• [ENUNCIADO A] De acordo com o texto sobre a lei de esterilização, como mudou neste mês a idade mínima para fazer laqueadura e vasectomia?
• [ENUNCIADO B] Redija a continuação do texto sobre a lei de esterilização, começando logo após a última frase apresentada.

• [TEXTO SELECIONADO]
□ □ □ □
Criada em 1996, lei permite que pessoas sem filhos sejam esterilizadas; idade mínima para fazer laqueadura e vasectomia passou de 25 para 21 anos neste mês com atualização da legislação.
Diane sempre soube que não queria ser mãe e, desde os 25 anos, tenta fazer uma laqueadura, a cirurgia que corta as tubas uterinas para impedir uma gravidez. Hoje, poucos meses de completar 30 anos, a pesquisadora já contabiliza quatro tentativas frustradas na busca pelo procedimento, ainda não realizado.
“É muito chato isso. Eu mesma não posso cuidar da minha saúde e do meu planejamento familiar”, conta ao g1 a moradora do Rio de Janeiro (RJ), que preferiu não revelar o sobrenome.
□ □ □ □
• [Itens armazenados de uma coleção]
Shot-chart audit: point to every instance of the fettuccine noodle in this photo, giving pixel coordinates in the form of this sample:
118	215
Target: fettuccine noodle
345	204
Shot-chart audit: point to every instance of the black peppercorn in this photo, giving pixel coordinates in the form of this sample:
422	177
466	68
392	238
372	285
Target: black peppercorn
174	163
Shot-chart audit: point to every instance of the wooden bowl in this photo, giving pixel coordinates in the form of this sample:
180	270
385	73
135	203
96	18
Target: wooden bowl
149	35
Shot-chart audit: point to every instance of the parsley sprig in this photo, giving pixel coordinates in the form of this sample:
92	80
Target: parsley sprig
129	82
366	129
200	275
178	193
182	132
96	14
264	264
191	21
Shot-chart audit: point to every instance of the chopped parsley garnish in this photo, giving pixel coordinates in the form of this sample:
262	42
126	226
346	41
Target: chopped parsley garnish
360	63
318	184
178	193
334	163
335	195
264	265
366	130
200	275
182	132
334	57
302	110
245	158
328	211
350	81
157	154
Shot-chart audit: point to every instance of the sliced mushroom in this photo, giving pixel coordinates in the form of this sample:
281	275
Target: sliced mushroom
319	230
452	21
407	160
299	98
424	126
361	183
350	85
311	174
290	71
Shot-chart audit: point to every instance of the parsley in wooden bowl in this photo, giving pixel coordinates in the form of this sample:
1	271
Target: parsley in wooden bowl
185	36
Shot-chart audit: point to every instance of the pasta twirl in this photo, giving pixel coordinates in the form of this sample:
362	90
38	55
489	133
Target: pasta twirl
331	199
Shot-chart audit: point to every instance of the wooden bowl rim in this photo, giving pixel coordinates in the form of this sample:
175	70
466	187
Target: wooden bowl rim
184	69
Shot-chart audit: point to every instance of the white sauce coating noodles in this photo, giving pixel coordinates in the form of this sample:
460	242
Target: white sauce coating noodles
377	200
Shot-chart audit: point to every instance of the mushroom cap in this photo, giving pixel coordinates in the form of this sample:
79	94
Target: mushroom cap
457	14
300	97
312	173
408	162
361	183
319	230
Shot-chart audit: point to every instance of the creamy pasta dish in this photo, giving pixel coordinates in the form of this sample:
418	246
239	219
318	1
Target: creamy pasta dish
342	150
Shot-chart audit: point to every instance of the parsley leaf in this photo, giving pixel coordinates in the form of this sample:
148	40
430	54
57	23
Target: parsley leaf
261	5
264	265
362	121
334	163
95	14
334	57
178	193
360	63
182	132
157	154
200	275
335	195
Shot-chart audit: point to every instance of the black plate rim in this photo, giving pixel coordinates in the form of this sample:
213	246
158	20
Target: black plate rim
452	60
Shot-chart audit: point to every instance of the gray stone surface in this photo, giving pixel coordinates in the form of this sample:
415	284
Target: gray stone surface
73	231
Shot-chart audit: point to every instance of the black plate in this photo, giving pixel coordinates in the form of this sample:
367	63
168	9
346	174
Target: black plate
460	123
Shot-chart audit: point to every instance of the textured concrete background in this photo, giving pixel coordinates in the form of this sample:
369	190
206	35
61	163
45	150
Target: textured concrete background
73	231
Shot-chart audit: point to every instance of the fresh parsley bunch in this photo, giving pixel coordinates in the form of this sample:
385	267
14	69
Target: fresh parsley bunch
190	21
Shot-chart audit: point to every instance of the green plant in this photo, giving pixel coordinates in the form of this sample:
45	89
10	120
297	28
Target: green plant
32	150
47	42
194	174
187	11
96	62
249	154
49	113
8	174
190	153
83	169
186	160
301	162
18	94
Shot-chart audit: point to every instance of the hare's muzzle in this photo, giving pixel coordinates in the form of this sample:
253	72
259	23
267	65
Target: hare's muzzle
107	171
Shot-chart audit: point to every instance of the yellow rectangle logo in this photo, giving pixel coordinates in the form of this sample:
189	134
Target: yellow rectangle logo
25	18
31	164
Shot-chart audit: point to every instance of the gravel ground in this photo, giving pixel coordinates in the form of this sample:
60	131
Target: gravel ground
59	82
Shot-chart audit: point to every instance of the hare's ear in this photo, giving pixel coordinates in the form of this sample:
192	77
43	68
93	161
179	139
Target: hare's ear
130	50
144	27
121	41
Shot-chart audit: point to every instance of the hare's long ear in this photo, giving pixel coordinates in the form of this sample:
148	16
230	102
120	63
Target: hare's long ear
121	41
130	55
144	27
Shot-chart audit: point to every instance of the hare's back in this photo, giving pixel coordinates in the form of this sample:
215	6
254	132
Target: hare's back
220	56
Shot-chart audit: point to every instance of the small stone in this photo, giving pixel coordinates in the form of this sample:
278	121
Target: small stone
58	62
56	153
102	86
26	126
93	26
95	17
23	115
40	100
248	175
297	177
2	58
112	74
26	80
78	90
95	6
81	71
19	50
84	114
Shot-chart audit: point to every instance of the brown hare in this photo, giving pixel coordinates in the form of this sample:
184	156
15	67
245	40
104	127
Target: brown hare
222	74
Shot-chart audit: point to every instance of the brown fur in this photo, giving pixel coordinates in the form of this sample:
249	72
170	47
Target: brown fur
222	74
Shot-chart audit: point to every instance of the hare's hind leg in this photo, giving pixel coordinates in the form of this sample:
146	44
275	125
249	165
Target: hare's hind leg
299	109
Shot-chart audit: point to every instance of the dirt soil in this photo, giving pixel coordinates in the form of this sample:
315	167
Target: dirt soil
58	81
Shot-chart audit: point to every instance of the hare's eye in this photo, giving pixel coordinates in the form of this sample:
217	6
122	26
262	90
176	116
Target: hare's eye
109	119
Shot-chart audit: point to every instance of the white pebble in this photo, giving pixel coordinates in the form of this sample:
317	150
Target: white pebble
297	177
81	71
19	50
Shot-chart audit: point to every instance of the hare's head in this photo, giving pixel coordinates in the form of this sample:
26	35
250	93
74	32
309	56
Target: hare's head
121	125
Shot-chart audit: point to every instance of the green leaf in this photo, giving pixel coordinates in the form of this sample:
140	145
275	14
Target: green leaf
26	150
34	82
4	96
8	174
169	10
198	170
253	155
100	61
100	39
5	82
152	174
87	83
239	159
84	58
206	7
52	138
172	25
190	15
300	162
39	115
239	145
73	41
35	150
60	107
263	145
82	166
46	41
□ □ □ □
• [ÁREA DE RESPOSTA A] Passou de 25 para 21 anos.

• [ÁREA DE RESPOSTA B]
Ao longo dos últimos quatro anos, ao manifestar interesse em fazer uma laqueadura, ela afirma que foi ignorada por profissionais de saúde nas redes pública e particular. “A enfermeira pegou a lei da minha mão para mostrar para a supervisora dela e, quando voltou, disse que eles não estavam reconhecendo essa lei”, relata Diane.
- Citada acima, a lei do planejamento familiar é de 1996 e, no ano passado, foi atualizada;
- Em 5 de março deste ano, começaram a valer novas regras para a esterilização no Brasil;
- A idade mínima para fazer laqueadura ou vasectomia passou de 25 para 21 anos;
- Quem tem pelo menos 2 filhos vivos também está autorizado, independentemente da idade;
- Pessoas sem filhos podem fazer, desde que tenham a idade mínima;
- É necessário esperar 60 dias entre a manifestação da vontade e o ato cirúrgico;
- Foi dispensada ainda a autorização do cônjuge para realizar a cirurgia;
- Nos últimos quatro anos, foram feitas 324.272 laqueadura no SUS.
Após muita insistência, Diane foi colocada na fila de cirurgias eletivas do SUS no final de 2022. Mas, dois meses depois, o status apareceu como negado, e nenhuma explicação foi dada a ela.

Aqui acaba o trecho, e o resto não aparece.